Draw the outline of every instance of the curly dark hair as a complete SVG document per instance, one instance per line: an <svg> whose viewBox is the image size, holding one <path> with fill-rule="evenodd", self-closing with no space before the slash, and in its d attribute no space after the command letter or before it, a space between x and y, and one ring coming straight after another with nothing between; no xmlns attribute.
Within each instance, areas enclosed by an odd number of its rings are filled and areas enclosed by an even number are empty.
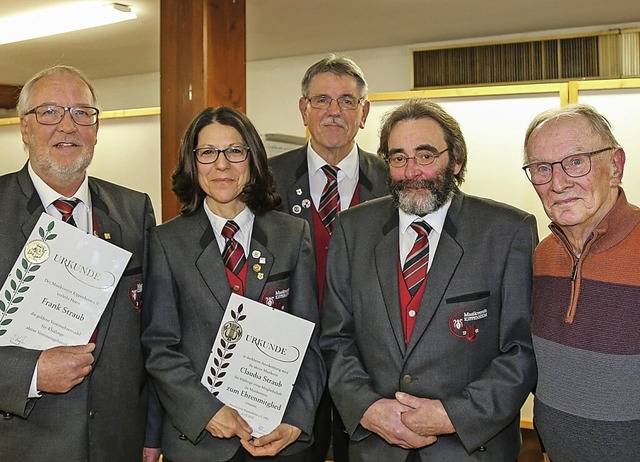
<svg viewBox="0 0 640 462"><path fill-rule="evenodd" d="M249 181L239 199L256 215L276 209L282 199L275 191L273 175L267 163L267 152L258 131L242 112L221 106L203 109L182 136L180 158L171 175L171 189L182 204L180 214L193 214L206 197L198 182L198 166L193 150L198 143L200 131L213 123L235 128L249 146Z"/></svg>

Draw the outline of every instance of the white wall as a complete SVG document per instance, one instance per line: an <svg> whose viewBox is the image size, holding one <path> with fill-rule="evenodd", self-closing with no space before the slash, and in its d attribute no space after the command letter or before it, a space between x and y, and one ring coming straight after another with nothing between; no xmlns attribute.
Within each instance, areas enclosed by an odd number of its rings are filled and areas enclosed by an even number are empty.
<svg viewBox="0 0 640 462"><path fill-rule="evenodd" d="M370 93L411 88L409 47L388 47L342 53L362 68ZM325 54L247 63L247 115L260 133L305 136L298 111L300 81Z"/></svg>
<svg viewBox="0 0 640 462"><path fill-rule="evenodd" d="M370 93L407 91L411 88L410 47L355 50L343 53L362 67ZM281 133L304 137L298 112L300 80L305 70L325 55L301 56L247 63L247 113L262 134ZM160 103L159 75L143 74L95 81L103 110L155 107ZM591 103L611 120L614 134L627 152L625 190L640 204L640 183L631 181L640 172L640 90L580 92L580 101ZM522 138L538 112L559 105L556 96L446 98L436 100L456 117L469 148L467 181L463 189L528 210L538 218L541 236L548 220L533 188L520 169ZM377 150L382 114L400 104L374 102L359 144ZM160 119L147 116L102 120L91 173L149 193L160 216ZM0 174L20 168L25 160L17 125L0 125Z"/></svg>

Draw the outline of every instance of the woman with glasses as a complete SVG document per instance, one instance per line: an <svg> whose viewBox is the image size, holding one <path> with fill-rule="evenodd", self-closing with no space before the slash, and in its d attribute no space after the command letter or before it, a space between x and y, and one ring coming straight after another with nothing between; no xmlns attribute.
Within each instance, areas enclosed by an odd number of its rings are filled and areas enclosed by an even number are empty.
<svg viewBox="0 0 640 462"><path fill-rule="evenodd" d="M172 185L182 208L151 233L142 336L165 411L164 460L302 461L325 382L318 329L282 423L268 435L252 439L247 422L201 378L232 293L318 322L309 227L274 211L280 197L264 145L236 109L195 117Z"/></svg>

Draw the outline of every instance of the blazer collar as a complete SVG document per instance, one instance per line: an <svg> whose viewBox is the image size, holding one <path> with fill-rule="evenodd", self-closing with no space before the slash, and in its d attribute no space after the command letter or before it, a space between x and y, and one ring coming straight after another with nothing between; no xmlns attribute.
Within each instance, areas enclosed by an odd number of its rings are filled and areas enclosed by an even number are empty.
<svg viewBox="0 0 640 462"><path fill-rule="evenodd" d="M392 212L382 226L382 238L375 244L374 256L378 283L382 290L384 306L391 323L398 348L406 350L402 318L400 314L400 292L398 290L398 210L390 203Z"/></svg>

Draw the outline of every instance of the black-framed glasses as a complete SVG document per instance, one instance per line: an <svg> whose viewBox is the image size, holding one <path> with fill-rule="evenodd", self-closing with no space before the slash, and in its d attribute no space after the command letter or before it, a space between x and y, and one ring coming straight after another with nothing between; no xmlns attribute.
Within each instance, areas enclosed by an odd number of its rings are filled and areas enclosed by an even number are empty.
<svg viewBox="0 0 640 462"><path fill-rule="evenodd" d="M362 102L364 98L356 98L355 96L339 96L338 98L332 98L327 95L311 96L305 99L311 103L311 107L315 109L328 109L331 103L335 101L338 103L338 107L344 111L353 111Z"/></svg>
<svg viewBox="0 0 640 462"><path fill-rule="evenodd" d="M418 149L418 154L413 157L409 157L401 153L396 153L387 156L387 162L393 168L404 167L410 160L414 160L418 165L430 165L433 164L438 157L440 157L448 150L449 148L444 148L442 151L437 151L435 148L423 148Z"/></svg>
<svg viewBox="0 0 640 462"><path fill-rule="evenodd" d="M609 146L591 152L571 154L557 162L532 162L522 167L522 170L527 174L529 181L536 186L547 184L551 181L553 178L553 166L556 164L560 164L564 173L571 178L580 178L588 175L591 171L591 156L611 149L615 149L615 147Z"/></svg>
<svg viewBox="0 0 640 462"><path fill-rule="evenodd" d="M213 164L220 154L224 154L232 164L237 164L247 160L249 155L249 146L229 146L225 149L218 149L211 146L205 146L203 148L195 148L193 153L196 155L196 160L201 164Z"/></svg>
<svg viewBox="0 0 640 462"><path fill-rule="evenodd" d="M69 111L71 119L78 125L95 125L98 122L98 108L92 106L58 106L56 104L42 104L36 106L24 115L35 114L36 121L42 125L56 125L64 119L64 113Z"/></svg>

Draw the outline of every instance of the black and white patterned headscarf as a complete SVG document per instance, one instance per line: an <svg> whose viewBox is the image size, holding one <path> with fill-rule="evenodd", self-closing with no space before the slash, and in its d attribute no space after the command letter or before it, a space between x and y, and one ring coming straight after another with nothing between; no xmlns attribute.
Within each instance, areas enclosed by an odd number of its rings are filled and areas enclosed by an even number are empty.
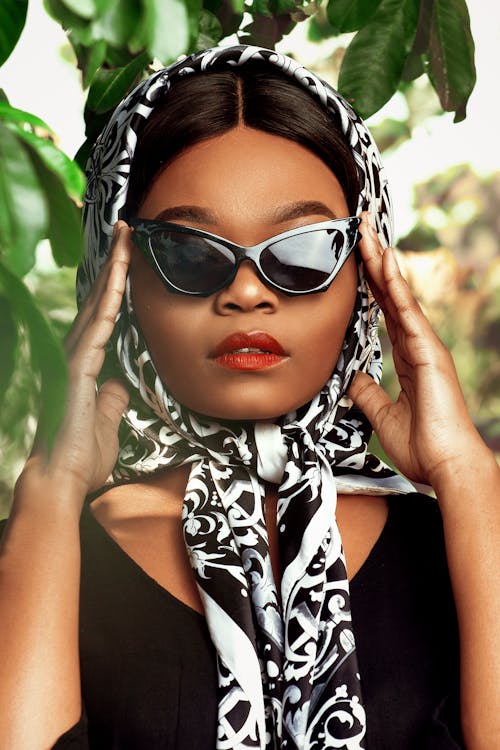
<svg viewBox="0 0 500 750"><path fill-rule="evenodd" d="M361 192L390 244L391 207L373 140L328 84L276 52L236 46L200 52L154 74L116 109L88 167L88 251L79 270L85 298L123 215L137 132L179 76L264 61L303 85L340 125ZM349 587L337 492L388 494L413 488L367 453L370 427L345 393L358 370L381 376L379 310L362 268L355 309L332 377L312 401L279 423L219 424L176 402L160 380L132 305L130 285L114 352L131 391L117 478L192 464L183 529L217 650L217 748L364 747ZM278 596L264 516L264 481L279 485L283 571Z"/></svg>

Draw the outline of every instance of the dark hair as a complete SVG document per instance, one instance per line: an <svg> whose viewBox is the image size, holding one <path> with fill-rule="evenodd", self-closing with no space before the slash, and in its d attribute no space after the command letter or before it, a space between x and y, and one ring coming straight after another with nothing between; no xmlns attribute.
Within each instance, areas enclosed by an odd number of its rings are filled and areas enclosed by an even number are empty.
<svg viewBox="0 0 500 750"><path fill-rule="evenodd" d="M181 151L238 124L305 146L332 170L354 214L356 163L333 115L301 84L261 63L176 80L139 131L126 216L137 213L155 177Z"/></svg>

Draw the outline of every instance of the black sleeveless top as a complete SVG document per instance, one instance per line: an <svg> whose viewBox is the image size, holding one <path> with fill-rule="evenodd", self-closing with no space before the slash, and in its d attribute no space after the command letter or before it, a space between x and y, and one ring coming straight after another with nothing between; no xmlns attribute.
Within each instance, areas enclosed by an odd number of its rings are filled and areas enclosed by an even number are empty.
<svg viewBox="0 0 500 750"><path fill-rule="evenodd" d="M205 618L150 578L88 505L81 520L84 716L54 750L214 750L215 650ZM458 750L459 655L437 503L389 499L350 584L367 750Z"/></svg>

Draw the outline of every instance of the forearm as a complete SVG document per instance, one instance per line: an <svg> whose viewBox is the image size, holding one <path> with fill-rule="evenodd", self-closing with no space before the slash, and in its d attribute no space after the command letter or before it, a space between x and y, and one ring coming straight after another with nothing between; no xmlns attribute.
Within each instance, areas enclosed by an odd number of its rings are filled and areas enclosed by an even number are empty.
<svg viewBox="0 0 500 750"><path fill-rule="evenodd" d="M52 747L81 713L81 498L33 480L18 483L0 546L0 747L10 750Z"/></svg>
<svg viewBox="0 0 500 750"><path fill-rule="evenodd" d="M500 737L500 470L478 444L434 489L459 622L464 738L468 750L490 750Z"/></svg>

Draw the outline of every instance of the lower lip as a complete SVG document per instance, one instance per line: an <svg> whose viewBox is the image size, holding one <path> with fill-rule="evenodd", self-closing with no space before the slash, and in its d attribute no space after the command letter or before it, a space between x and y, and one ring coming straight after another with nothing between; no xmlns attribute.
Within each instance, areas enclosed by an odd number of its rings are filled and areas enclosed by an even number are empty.
<svg viewBox="0 0 500 750"><path fill-rule="evenodd" d="M226 352L215 358L217 364L230 370L265 370L283 362L285 357L272 352Z"/></svg>

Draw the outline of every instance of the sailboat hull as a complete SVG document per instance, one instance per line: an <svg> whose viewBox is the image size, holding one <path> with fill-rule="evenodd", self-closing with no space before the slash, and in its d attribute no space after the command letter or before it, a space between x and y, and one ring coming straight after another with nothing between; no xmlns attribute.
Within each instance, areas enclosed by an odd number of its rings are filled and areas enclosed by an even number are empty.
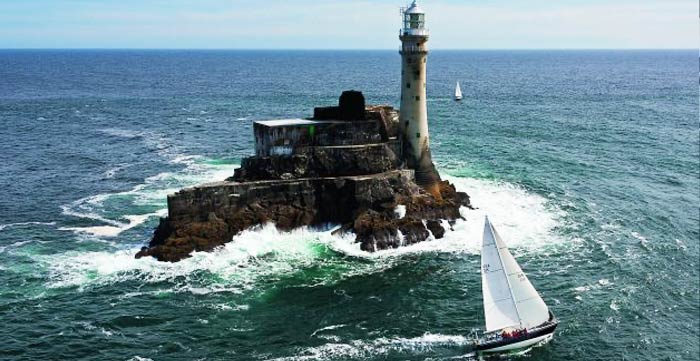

**About this exercise**
Scan the preceding listing for lines that contain the word "black". Give only how many there are.

**Response area**
3